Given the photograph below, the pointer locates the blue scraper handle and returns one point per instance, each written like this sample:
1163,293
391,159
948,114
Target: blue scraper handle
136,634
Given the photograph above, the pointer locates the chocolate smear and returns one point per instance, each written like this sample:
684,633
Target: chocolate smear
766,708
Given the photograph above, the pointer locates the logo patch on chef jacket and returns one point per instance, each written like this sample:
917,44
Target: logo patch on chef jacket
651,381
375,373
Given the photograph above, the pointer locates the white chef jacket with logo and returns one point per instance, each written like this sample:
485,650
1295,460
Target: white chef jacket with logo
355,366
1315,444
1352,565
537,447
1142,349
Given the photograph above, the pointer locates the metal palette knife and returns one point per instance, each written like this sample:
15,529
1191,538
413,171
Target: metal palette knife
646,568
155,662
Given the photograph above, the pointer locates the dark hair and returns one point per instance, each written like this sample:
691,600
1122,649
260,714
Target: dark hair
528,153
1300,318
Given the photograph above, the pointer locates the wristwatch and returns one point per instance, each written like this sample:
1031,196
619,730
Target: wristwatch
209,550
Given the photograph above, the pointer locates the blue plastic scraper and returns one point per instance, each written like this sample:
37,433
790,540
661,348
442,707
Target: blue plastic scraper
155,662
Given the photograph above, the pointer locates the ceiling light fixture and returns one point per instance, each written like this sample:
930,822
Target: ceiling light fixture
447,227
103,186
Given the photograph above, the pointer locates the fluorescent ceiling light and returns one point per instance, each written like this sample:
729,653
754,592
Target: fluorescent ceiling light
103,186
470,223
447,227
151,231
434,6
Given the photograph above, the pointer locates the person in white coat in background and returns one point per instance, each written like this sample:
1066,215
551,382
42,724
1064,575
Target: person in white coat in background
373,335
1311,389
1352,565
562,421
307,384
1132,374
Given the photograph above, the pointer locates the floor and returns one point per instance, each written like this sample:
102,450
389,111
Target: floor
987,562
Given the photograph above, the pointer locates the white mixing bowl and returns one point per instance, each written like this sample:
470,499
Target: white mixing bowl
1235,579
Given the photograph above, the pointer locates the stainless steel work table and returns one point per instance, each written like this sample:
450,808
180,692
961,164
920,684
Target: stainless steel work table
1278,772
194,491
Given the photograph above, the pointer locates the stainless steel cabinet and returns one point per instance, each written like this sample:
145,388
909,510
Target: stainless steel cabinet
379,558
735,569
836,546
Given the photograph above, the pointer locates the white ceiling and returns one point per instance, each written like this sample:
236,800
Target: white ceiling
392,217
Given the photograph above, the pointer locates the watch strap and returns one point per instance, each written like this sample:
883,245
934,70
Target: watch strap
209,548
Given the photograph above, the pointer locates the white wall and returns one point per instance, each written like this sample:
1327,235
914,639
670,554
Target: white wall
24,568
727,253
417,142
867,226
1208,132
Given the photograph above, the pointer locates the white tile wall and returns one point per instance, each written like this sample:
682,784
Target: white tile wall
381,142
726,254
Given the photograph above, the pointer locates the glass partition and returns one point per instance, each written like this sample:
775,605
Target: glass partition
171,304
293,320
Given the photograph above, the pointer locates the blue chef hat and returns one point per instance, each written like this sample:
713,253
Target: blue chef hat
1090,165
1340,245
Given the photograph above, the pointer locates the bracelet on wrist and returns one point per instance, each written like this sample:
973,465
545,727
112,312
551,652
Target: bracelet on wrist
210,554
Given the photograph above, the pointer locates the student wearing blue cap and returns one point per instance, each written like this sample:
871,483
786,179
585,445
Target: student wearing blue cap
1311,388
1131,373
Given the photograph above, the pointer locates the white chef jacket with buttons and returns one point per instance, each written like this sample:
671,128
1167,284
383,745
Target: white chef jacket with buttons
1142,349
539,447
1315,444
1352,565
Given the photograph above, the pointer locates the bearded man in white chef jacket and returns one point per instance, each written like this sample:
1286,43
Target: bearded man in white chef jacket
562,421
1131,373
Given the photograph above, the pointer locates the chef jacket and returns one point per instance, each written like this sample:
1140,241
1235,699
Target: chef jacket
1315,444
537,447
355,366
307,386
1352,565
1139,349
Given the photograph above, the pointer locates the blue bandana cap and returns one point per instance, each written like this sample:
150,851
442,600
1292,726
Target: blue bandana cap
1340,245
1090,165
+--
# Set problem
Quote, word for word, every line starting at the one that contains "Given the photograph above, the pointer locates the blue chef" and ending with the final line of the entries.

# Problem solution
Given the photograph above, the pointer locates the blue chef hat and returns one point per instance, each written like this sample:
713,253
Target: blue chef hat
1090,165
1340,245
Given the photograph above, the pointer locates the bracelet on wrist and returns one point per instance, each written like this sample:
973,465
545,727
112,312
551,652
Target: bracelet on wrist
210,554
Given the photograph above, the pointer locates the student wearing blue cap and returns one point per instance, each written like this sample:
871,483
786,179
585,445
Target: student wearing blue cap
1311,388
1131,373
Given the photograph above, the pointer locates the white chef jacket with buttons and returns one point per instance, each written like this sample:
671,128
1167,284
383,745
Target: white chef jacket with buttons
1142,349
539,447
1315,444
1352,565
Given the photograph above, the pointer locates the bearded man in white chef jacket and returns one point per instance, each written like this sample:
1286,43
Target: bearded man in white chef jacket
562,421
1131,373
Given the photograph above, the pointer locates the chef jacket and returns one point per instance, each written like this sample:
1140,241
1235,699
Target: chef jacket
1315,444
537,447
355,366
307,386
1352,565
1139,349
Given the photograph above, the pointer locates the blue bandana cap and returns one point per instance, each written like this sample:
150,851
442,600
1292,726
Target: blue bandana cap
1340,245
1090,165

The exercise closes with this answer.